[begin Task inputs]

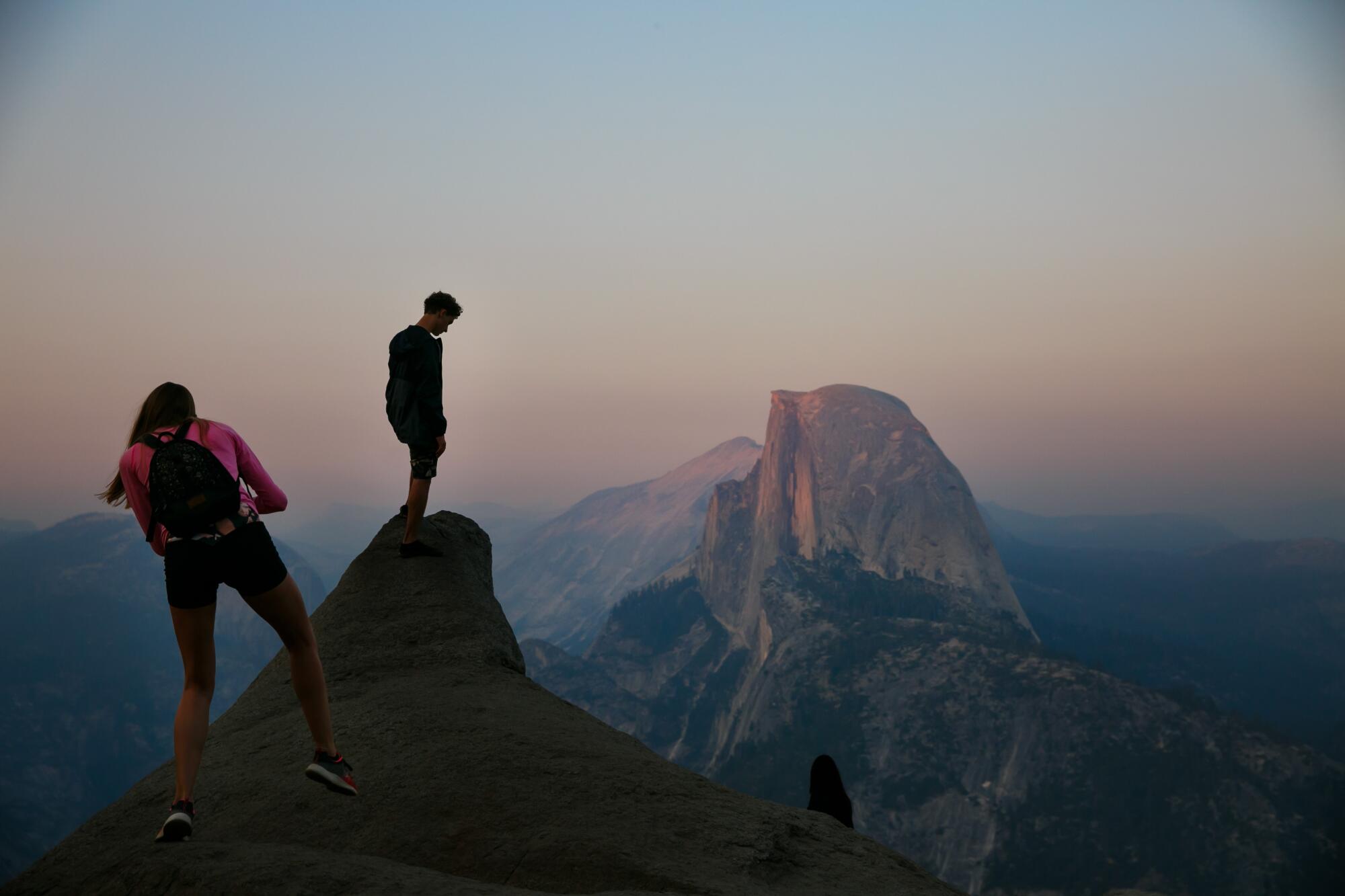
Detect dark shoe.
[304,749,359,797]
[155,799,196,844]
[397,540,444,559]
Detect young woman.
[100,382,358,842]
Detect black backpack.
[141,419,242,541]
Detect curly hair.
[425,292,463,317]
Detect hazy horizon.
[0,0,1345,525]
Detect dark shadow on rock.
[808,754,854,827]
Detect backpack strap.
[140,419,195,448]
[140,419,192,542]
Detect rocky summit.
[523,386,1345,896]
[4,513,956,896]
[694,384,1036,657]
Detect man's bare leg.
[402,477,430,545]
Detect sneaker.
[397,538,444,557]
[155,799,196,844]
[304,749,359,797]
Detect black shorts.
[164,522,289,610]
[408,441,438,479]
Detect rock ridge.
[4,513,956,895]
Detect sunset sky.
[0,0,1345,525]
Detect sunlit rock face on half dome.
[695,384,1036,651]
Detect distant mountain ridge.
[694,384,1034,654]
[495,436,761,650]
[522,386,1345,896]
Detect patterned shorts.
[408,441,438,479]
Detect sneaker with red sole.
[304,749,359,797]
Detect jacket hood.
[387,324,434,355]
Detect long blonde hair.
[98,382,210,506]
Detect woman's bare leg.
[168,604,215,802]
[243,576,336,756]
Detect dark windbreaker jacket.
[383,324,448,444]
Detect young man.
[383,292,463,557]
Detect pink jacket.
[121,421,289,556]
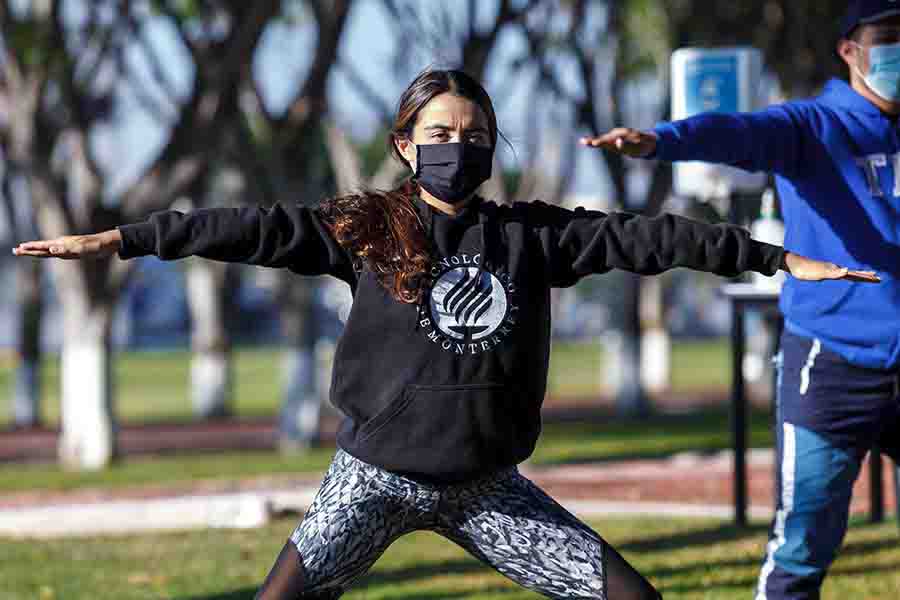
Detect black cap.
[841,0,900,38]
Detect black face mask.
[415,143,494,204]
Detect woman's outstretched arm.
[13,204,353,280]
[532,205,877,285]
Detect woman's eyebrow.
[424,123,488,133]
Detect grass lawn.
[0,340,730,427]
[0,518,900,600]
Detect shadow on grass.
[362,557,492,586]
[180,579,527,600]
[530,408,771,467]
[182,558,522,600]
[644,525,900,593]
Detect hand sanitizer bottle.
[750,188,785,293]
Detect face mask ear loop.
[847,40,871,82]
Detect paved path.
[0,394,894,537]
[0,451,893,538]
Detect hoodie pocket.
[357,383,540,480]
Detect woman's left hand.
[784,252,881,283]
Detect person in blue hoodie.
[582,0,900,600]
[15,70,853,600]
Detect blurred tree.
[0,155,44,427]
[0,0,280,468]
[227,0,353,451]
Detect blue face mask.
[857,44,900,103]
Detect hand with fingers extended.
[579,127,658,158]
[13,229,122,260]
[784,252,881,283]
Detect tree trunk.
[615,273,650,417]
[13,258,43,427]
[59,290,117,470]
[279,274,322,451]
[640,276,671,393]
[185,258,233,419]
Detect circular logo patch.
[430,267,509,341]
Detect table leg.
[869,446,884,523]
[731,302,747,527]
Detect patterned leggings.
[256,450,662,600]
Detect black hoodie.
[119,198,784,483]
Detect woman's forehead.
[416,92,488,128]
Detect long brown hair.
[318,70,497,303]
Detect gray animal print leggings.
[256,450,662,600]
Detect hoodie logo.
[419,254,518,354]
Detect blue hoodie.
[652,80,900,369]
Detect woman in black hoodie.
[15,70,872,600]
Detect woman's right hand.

[end Task inputs]

What to produce — Please copy all of the data above line for line, without the pictures.

The output —
Detect dark shoe.
[304,749,359,797]
[155,799,196,844]
[397,540,444,559]
Detect young woman.
[100,382,358,842]
Detect black backpack.
[141,419,242,541]
Detect curly hair.
[425,292,463,317]
Detect hazy horizon.
[0,0,1345,525]
Detect dark shadow on rock.
[808,754,854,827]
Detect backpack strap.
[140,419,195,448]
[140,419,192,542]
Detect rocky summit.
[523,386,1345,896]
[4,513,956,896]
[694,384,1036,657]
Detect man's bare leg.
[402,477,430,545]
Detect sneaker.
[397,538,444,557]
[155,799,196,844]
[304,749,359,797]
Detect black shorts.
[164,522,289,610]
[408,441,438,479]
Detect rock ridge.
[4,513,956,895]
Detect sunset sky.
[0,0,1345,525]
Detect sunlit rock face on half dome.
[695,384,1036,651]
Detect distant mountain ridge.
[694,384,1034,654]
[495,436,761,650]
[522,386,1345,896]
Detect patterned shorts.
[408,441,438,479]
Detect sneaker with red sole.
[304,749,359,797]
Detect jacket hood.
[387,324,434,355]
Detect long blonde hair.
[98,382,210,506]
Detect woman's bare leg.
[168,604,215,802]
[243,576,336,756]
Detect dark windbreaker jacket.
[383,324,448,444]
Detect young man.
[383,292,463,557]
Detect pink jacket.
[121,421,289,556]
Detect black cap.
[841,0,900,38]
Detect black face mask.
[415,143,494,204]
Detect woman's outstretched arm.
[13,204,353,280]
[532,205,877,285]
Detect woman's eyebrow.
[424,123,488,133]
Detect grass lawn.
[0,340,730,427]
[0,518,900,600]
Detect shadow on grass.
[362,557,492,586]
[180,579,527,600]
[530,408,771,467]
[182,558,522,600]
[644,525,900,593]
Detect hand sanitizer bottle.
[750,188,785,293]
Detect face mask ear loop.
[847,40,871,82]
Detect paved path.
[0,394,894,537]
[0,451,893,538]
Detect hoodie pocket.
[357,383,540,480]
Detect woman's left hand.
[784,252,881,283]
Detect person in blue hoodie.
[582,0,900,600]
[15,70,853,600]
Detect blurred tree.
[0,155,44,427]
[0,0,280,468]
[227,0,353,451]
Detect blue face mask.
[857,44,900,103]
Detect hand with fingers extended.
[579,127,658,158]
[13,229,122,260]
[784,252,881,283]
Detect tree trunk.
[615,273,650,417]
[13,258,43,427]
[59,290,117,470]
[279,274,322,451]
[640,276,671,393]
[185,258,233,419]
Detect circular logo patch.
[430,267,509,341]
Detect table leg.
[869,446,884,523]
[731,302,747,527]
Detect patterned leggings.
[256,450,662,600]
Detect black hoodie.
[119,198,784,483]
Detect woman's forehead.
[416,92,488,128]
Detect long brown hair.
[318,70,497,303]
Detect gray animal print leggings.
[256,450,662,600]
Detect hoodie logo.
[419,254,518,354]
Detect blue hoodie.
[652,80,900,369]
Detect woman in black hoodie.
[15,70,872,600]
Detect woman's right hand.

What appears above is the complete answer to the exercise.